#### Given passage:

____

1. Field of the Invention
The present invention relates to a fluid consumption amount-measuring method and an apparatus for the same, for measuring a consumption amount of a fluid such as compressed air in a fluid-operated apparatus.
2. Description of the Related Art
The fluid-operated apparatus is widely used, for example, in the production steps. Usually, the fluid-operated apparatus is constructed such that the pressure fluid is not consumed when the operation is stopped. However, in some cases, the pressure fluid leaks, for example, due to any damage of piping and packing.
A flow rate-measuring apparatus has been hitherto used in order to measure the consumption amount brought about by the leakage of the pressure fluid as described above. The flow rate-measuring apparatus includes, for example, differential pressure flow meters, ultrasonic flow meters, turbine flow meters, hot-wire flow meters, orifice flow meters, and float flow meters.

____

#### Given records:

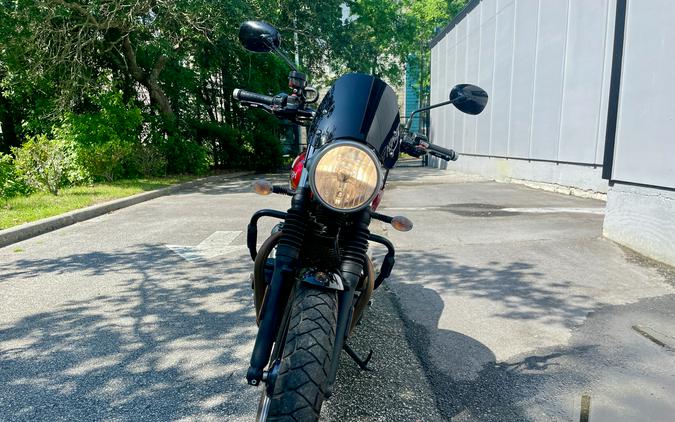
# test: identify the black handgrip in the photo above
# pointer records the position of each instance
(252, 97)
(450, 154)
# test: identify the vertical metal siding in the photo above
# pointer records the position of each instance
(545, 65)
(645, 145)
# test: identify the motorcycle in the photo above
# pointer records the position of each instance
(312, 277)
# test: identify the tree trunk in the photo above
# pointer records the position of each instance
(9, 138)
(150, 81)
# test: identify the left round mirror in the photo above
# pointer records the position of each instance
(259, 36)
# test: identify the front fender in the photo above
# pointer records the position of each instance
(320, 278)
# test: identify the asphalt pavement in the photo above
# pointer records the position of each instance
(506, 304)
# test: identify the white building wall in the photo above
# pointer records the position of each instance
(641, 201)
(546, 66)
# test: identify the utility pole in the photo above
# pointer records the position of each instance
(297, 134)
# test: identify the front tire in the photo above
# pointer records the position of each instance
(300, 388)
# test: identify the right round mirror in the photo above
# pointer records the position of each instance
(468, 98)
(259, 36)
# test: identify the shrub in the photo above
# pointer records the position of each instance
(185, 156)
(44, 163)
(149, 161)
(105, 141)
(107, 160)
(10, 183)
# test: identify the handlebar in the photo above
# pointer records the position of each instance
(253, 97)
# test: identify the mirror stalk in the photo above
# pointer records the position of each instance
(419, 110)
(279, 53)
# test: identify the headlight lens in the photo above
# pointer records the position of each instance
(345, 176)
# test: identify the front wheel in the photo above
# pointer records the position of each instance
(300, 387)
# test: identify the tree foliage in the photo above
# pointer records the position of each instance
(174, 63)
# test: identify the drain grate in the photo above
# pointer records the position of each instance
(660, 339)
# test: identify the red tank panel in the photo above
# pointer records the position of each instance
(296, 170)
(376, 201)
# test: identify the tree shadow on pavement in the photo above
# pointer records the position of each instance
(522, 292)
(164, 339)
(468, 381)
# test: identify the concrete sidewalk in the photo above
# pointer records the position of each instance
(518, 306)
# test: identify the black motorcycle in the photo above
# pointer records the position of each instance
(312, 277)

____

#### Required tasks:
**1)** Reproduce, word for word, the portion of the fluid consumption passage between "1. Field of" and "a fluid-operated apparatus.", inclusive.
**2)** In the fluid consumption passage, what can make the pressure fluid leak?
**3)** Which kinds of flow meters does the fluid consumption passage name?
Work only from the passage on fluid consumption measurement, not from the material.

#### Exercise solutions:
**1)**
1. Field of the Invention
The present invention relates to a fluid consumption amount-measuring method and an apparatus for the same, for measuring a consumption amount of a fluid such as compressed air in a fluid-operated apparatus.

**2)** Damage to piping and packing.

**3)**
- Differential pressure flow meters
- Ultrasonic flow meters
- Turbine flow meters
- Hot-wire flow meters
- Orifice flow meters
- Float flow meters